Tasks for this exercise →
A: According to the commentary on news coverage, how many Palestinian prisoners was Gilad Shalit exchanged for?
B: Quote the commentary on news coverage from "Were I only" to "any Israeli's son.".
C: List every word or phrase that the commentary on news coverage writes in capital letters as a possible slug for the story.

Text to read →
■ ■ ■ ■ ■
In TV newsrooms across the world yesterday producers were hurriedly ascribing 'slugs' (short working titles given to news stories for ease of reference) to the story that captured Israeli soldier Gilad Shalit had been exchanged for 477 Palestinian prisoners.
ISRAEL. PALESTINE. HAMAS. PRISONER EXCHANGE. Any of these key words might have been chosen in bulletin running orders as the story's title. But my money's on SHALIT coming up most often.
Of course it makes sense in straitened nomenclature to use the most recognisable word associated with a story - in this case the name of the one Israeli captive - rather than, say, the region or one of the 1,027 Palestinian prisoners eventually to be released by Israel. But this choice of one word represents the different ways in which the same events are reported by different news channels and, by extension, different people.
Were I only to watch CNN, I might be forgiven for feeling estranged from the Palestinian perspective. Almost all the news packages on the channel seemed to come from Israel or west Jerusalem, creating a visual understanding of Israel's plight as it welcomed home the 25-year-old soldier who they felt could have been any Israeli's son.
■ ■ ■ ■ ■
Data entries →
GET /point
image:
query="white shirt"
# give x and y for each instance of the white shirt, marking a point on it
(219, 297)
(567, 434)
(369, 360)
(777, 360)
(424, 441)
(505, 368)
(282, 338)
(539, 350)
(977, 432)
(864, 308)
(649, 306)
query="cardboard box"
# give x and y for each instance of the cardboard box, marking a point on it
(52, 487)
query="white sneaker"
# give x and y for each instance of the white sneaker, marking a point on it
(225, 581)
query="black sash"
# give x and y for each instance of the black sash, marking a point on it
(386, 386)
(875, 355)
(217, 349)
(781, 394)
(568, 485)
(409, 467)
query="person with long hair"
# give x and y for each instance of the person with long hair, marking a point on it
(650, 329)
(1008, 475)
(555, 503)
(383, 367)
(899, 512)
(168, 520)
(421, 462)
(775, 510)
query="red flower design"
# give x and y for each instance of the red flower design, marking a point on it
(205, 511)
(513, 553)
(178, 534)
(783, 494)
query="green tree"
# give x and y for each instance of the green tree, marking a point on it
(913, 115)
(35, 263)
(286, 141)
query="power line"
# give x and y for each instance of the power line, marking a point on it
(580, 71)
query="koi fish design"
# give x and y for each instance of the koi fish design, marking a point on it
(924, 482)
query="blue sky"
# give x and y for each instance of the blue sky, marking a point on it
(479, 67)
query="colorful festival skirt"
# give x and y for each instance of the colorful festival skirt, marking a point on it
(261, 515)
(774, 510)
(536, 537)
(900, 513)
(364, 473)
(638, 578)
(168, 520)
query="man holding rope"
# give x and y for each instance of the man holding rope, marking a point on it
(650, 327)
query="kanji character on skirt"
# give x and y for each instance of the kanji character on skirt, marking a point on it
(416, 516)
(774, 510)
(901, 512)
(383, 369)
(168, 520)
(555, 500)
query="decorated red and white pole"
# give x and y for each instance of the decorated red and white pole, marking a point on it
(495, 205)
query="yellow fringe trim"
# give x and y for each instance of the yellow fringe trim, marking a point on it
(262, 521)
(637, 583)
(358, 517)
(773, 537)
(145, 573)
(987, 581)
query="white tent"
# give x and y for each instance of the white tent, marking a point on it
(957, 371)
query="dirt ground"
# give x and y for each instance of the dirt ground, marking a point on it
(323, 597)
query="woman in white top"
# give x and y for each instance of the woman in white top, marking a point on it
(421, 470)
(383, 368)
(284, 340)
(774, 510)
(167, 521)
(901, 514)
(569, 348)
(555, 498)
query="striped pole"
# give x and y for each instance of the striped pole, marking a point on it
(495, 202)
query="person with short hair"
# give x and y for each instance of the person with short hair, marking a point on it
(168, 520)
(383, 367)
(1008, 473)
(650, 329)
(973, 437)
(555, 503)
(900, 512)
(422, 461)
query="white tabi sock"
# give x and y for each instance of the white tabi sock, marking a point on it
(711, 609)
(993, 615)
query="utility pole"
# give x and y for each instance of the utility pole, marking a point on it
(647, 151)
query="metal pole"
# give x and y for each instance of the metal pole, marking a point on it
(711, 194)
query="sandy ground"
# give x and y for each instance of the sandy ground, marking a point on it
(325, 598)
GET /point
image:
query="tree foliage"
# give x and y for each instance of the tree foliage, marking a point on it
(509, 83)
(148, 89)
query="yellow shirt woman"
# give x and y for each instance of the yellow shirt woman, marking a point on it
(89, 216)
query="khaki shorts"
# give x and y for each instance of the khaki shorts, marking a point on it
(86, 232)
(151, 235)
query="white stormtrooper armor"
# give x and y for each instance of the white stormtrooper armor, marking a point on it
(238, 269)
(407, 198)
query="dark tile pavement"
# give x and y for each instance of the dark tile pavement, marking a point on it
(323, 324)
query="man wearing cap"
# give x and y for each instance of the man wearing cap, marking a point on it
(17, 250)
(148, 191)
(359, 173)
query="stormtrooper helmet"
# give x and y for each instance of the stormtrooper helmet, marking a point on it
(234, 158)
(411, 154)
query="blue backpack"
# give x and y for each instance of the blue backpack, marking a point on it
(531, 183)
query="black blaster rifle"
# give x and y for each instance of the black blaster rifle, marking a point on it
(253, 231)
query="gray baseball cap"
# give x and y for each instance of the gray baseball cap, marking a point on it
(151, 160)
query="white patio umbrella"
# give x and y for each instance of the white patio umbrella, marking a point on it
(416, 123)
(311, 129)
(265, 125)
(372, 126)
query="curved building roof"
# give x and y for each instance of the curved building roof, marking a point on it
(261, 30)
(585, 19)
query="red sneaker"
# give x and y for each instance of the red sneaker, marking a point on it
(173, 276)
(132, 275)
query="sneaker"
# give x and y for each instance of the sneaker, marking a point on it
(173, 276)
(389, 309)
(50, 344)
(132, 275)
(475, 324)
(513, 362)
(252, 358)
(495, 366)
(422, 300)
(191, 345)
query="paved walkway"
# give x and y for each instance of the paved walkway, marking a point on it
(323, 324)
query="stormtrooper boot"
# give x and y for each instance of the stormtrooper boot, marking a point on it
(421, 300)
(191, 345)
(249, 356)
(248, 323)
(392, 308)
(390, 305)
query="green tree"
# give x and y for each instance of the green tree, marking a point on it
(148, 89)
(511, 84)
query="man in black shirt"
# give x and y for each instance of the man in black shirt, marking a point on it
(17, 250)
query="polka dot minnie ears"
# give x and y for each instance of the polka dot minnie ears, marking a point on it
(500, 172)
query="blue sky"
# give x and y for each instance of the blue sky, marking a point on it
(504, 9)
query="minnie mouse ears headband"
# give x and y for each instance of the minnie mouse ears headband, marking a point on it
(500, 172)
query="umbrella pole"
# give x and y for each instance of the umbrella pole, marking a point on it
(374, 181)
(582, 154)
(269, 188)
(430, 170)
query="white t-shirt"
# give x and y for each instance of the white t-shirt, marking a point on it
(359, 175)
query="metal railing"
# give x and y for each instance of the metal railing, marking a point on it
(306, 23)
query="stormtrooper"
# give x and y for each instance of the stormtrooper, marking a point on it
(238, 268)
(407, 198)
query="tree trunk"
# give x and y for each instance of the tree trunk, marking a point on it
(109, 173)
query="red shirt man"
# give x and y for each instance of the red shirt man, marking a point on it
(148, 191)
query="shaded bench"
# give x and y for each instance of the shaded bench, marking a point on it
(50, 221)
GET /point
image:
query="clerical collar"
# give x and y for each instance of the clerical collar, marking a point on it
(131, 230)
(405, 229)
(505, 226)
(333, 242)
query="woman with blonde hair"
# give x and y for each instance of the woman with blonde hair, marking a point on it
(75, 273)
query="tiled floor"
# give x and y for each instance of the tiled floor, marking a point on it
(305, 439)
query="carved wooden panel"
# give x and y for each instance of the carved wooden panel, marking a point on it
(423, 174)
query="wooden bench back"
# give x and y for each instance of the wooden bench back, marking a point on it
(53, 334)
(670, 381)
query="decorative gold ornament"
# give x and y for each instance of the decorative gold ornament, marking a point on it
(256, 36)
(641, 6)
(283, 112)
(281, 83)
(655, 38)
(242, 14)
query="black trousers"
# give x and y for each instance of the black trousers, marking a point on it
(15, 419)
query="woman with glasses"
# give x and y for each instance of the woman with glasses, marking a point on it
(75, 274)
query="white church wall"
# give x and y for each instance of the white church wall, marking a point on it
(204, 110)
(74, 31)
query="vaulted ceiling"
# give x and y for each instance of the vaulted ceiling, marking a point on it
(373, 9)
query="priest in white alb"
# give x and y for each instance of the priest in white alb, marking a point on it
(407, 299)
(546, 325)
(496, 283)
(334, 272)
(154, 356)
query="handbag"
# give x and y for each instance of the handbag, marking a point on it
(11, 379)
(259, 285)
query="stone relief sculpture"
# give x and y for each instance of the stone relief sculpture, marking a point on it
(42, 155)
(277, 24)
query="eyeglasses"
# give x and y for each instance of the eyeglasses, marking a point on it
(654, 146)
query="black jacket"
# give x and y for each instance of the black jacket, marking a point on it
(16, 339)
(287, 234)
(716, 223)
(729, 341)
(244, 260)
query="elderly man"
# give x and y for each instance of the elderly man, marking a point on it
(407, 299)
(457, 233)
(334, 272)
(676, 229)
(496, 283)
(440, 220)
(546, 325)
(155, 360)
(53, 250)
■ ■ ■ ■ ■
Answers given →
A: 477 Palestinian prisoners

B:
Were I only to watch CNN, I might be forgiven for feeling estranged from the Palestinian perspective. Almost all the news packages on the channel seemed to come from Israel or west Jerusalem, creating a visual understanding of Israel's plight as it welcomed home the 25-year-old soldier who they felt could have been any Israeli's son.

C: ISRAEL, PALESTINE, HAMAS, PRISONER EXCHANGE, SHALIT